---------- Data extracts
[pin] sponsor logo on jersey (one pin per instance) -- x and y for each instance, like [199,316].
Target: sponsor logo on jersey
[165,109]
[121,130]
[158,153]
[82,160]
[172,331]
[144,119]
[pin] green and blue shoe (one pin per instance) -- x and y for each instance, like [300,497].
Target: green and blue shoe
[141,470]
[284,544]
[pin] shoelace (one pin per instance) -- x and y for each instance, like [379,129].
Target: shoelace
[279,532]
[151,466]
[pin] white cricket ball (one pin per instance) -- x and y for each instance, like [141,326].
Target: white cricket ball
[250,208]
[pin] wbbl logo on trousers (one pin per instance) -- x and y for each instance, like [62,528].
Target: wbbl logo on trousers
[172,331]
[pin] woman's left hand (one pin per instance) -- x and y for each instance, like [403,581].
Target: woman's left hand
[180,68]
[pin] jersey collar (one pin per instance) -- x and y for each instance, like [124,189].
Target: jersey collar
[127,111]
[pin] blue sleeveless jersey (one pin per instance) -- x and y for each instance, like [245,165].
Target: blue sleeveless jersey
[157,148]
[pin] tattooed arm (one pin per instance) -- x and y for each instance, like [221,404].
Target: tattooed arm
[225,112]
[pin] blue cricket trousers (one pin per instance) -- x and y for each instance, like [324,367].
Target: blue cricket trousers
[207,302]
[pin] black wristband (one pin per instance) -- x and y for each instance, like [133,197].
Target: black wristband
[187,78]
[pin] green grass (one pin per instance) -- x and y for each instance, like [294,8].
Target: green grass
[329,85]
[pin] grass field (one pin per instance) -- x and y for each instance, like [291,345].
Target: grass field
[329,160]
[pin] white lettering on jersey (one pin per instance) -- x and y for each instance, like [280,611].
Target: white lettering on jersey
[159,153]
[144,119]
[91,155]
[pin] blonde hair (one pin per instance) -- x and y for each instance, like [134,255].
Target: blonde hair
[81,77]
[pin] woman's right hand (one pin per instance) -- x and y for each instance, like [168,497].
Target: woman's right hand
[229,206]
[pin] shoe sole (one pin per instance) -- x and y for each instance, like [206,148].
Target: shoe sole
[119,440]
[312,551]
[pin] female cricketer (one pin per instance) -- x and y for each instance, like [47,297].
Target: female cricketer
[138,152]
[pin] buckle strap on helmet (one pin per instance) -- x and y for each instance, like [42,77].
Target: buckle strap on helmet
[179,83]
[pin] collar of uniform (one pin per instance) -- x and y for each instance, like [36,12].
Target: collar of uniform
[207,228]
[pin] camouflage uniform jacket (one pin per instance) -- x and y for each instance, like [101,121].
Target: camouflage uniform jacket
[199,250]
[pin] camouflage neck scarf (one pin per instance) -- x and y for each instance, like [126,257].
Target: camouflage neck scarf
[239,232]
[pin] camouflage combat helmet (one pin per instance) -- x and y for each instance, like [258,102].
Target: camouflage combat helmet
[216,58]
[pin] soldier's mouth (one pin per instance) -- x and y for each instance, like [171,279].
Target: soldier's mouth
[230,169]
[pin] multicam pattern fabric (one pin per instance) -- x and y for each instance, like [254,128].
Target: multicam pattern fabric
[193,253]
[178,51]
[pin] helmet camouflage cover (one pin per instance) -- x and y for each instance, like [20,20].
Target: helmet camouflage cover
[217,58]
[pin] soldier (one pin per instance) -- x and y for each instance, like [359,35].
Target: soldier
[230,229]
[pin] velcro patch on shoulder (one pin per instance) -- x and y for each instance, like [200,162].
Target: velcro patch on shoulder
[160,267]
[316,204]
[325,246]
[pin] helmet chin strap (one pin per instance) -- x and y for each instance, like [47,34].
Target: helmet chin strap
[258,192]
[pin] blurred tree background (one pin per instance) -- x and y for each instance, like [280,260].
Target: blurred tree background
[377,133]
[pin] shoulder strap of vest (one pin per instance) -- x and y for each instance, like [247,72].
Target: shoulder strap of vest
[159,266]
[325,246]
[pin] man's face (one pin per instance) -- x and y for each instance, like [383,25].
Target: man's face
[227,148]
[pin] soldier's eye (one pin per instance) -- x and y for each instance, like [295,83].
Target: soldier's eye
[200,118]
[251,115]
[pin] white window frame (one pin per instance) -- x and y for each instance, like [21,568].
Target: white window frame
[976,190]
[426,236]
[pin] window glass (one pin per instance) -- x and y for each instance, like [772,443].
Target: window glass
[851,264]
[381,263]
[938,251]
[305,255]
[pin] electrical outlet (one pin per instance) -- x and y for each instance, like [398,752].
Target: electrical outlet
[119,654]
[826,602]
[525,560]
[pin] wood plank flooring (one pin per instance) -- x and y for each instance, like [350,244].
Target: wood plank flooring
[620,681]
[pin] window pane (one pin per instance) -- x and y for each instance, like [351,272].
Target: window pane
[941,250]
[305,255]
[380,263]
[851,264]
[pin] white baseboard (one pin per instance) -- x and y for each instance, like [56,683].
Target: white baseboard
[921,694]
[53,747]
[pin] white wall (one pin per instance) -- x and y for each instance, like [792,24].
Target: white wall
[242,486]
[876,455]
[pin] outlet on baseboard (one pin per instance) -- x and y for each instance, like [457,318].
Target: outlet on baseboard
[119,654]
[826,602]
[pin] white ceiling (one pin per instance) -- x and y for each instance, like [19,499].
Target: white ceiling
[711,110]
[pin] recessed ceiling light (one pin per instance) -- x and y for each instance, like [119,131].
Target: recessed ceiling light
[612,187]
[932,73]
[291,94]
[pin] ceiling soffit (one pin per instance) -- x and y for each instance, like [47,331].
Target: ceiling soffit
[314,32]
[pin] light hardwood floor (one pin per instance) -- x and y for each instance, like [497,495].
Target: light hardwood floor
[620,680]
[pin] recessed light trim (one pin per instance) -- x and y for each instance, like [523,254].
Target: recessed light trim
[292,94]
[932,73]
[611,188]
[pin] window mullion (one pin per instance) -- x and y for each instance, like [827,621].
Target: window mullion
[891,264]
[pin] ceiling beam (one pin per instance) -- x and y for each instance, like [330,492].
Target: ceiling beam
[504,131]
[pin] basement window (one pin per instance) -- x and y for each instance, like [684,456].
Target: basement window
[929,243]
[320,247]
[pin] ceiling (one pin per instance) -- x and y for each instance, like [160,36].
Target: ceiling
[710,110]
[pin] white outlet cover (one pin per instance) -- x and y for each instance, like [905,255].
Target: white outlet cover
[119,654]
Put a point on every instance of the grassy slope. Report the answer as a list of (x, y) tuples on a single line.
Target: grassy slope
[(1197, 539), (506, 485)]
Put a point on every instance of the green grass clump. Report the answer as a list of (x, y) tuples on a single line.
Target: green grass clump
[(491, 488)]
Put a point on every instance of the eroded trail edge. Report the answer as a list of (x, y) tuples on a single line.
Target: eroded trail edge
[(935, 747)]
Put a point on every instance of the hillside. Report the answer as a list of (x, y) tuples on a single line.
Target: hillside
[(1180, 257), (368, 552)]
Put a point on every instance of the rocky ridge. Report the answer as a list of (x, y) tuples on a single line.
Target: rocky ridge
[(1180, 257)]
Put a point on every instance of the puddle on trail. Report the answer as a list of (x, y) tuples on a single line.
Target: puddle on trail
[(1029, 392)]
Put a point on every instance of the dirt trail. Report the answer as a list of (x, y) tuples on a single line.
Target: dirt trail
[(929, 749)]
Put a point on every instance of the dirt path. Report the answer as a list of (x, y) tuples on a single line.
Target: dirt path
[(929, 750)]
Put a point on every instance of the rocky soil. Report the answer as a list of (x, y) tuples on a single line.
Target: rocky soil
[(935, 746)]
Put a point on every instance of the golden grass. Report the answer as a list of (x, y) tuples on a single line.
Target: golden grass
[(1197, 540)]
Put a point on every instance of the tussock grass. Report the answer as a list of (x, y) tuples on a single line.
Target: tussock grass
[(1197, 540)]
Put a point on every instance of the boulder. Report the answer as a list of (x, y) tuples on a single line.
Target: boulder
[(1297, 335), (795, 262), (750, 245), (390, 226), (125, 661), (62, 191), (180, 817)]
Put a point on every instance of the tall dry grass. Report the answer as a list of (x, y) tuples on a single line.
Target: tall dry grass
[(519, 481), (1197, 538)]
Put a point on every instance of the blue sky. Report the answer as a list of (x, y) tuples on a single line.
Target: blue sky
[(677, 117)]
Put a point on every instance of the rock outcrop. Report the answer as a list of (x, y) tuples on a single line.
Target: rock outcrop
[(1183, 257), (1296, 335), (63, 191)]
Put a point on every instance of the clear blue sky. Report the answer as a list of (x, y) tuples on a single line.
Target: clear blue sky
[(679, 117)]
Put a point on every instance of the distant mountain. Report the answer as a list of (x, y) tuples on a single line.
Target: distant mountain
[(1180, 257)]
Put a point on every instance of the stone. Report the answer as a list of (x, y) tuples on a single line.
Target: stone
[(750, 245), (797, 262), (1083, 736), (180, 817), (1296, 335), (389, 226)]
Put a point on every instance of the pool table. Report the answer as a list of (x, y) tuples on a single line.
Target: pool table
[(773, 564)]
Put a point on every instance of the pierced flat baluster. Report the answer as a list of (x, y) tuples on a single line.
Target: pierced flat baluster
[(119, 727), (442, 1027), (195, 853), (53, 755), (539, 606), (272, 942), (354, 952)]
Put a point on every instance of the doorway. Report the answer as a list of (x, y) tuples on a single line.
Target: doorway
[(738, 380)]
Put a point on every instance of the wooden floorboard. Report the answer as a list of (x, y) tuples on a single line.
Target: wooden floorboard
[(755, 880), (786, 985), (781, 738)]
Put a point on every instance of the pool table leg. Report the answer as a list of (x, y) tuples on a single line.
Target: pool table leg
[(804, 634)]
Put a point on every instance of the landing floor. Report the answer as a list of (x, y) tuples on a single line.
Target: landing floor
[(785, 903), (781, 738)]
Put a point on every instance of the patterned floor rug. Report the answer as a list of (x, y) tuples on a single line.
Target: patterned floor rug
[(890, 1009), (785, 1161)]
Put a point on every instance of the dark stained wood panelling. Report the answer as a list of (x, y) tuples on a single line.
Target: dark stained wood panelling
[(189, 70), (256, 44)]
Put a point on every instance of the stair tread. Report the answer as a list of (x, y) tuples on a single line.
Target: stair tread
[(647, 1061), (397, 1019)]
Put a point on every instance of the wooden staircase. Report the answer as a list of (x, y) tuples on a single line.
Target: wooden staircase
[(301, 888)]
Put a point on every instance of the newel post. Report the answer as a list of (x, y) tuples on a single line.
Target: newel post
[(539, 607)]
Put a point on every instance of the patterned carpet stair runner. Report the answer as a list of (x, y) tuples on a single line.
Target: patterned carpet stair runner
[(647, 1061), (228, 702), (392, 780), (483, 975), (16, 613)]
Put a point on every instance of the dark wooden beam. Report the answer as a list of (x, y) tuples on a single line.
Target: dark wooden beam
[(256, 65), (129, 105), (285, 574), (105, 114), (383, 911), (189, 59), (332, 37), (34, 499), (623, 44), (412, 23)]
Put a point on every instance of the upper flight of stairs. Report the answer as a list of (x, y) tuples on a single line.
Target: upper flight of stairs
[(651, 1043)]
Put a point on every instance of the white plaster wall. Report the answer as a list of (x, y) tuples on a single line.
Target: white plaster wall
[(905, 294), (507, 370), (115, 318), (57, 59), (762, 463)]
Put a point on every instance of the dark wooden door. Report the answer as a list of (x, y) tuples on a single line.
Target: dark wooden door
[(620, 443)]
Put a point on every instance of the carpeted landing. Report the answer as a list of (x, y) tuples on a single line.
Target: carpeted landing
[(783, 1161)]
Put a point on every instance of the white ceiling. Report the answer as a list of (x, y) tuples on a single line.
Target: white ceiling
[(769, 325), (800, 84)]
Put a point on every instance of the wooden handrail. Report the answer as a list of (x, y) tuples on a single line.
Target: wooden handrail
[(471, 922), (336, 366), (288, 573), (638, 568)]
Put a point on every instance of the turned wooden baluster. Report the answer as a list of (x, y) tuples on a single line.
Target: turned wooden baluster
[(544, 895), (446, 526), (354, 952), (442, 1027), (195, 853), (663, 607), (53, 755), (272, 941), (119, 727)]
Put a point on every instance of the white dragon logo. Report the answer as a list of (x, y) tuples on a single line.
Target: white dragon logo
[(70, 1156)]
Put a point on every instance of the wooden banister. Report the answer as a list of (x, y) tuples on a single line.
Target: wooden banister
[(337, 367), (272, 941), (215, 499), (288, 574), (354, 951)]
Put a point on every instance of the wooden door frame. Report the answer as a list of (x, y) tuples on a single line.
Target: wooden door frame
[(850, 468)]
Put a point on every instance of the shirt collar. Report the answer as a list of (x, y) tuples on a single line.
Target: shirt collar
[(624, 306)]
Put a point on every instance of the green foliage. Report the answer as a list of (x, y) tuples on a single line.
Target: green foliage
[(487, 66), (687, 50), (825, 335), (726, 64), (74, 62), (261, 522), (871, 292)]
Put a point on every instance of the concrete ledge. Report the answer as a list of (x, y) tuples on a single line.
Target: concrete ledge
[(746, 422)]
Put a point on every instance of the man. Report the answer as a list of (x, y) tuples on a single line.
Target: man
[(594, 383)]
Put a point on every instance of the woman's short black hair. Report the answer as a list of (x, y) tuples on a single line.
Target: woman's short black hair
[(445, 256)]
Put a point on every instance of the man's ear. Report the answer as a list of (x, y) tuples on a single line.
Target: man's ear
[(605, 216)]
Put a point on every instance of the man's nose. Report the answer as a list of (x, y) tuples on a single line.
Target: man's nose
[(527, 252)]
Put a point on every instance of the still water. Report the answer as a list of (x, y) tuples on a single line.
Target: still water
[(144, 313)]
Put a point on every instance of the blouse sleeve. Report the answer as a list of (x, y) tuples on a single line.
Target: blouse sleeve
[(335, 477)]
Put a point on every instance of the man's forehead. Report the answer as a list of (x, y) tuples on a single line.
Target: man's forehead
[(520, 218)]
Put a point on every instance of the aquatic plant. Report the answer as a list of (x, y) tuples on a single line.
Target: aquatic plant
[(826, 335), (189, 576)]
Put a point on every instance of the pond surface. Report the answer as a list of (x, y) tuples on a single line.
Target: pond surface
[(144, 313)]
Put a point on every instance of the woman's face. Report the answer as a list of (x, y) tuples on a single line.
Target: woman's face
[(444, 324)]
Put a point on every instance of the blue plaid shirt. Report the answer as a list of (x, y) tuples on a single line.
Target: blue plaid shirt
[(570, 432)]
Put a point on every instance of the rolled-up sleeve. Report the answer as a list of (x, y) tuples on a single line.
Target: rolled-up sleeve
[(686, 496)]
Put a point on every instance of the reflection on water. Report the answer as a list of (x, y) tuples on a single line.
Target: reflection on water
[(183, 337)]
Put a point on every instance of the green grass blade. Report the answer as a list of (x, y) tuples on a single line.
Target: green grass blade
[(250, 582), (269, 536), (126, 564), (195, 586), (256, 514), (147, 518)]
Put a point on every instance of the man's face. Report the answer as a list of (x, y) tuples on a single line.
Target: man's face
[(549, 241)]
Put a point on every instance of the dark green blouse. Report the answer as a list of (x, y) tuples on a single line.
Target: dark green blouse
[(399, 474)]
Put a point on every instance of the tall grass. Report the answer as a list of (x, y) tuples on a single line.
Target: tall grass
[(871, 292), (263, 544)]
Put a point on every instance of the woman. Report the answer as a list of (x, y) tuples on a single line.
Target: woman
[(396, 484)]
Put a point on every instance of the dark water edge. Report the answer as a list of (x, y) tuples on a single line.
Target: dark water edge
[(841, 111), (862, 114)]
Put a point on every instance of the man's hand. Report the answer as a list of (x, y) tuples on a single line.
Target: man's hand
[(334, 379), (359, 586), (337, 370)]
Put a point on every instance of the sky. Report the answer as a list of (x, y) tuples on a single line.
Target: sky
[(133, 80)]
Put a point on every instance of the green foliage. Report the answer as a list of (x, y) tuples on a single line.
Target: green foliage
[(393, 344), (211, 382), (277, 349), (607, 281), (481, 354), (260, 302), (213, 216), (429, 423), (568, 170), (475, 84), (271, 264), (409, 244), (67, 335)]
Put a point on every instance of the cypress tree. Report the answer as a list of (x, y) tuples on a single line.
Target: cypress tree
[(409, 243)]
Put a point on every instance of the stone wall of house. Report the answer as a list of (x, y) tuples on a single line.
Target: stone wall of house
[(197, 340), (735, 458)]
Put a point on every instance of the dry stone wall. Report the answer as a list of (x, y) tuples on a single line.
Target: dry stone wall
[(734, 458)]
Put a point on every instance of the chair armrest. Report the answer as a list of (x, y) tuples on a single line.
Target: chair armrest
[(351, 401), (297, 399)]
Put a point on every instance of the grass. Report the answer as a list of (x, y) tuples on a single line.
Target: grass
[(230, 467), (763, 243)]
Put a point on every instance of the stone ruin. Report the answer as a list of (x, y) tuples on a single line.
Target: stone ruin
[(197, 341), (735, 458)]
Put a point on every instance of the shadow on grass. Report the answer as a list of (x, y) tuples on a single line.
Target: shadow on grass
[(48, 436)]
--------------------
- Exercise prompt
Exactly the lines above from the one with "Target: white lettering on jersey" to the one with "[pin] female cricketer", both included, are to be quoted; leave the rest out.

- Task answer
Target: white lettering on jersey
[159,153]
[144,119]
[91,155]
[pin] blonde hair (one pin per instance) -- x and y for each instance, like [134,255].
Target: blonde hair
[81,77]
[pin] woman's right hand (one pin per instance) -- x and y for each instance, like [168,497].
Target: woman's right hand
[229,206]
[pin] shoe sole (one pin per instance) -- x and y for each instance, like [206,148].
Target: shoe sole
[119,440]
[312,551]
[pin] female cricketer (one pin per instance) -- x and y for each instance, like [47,297].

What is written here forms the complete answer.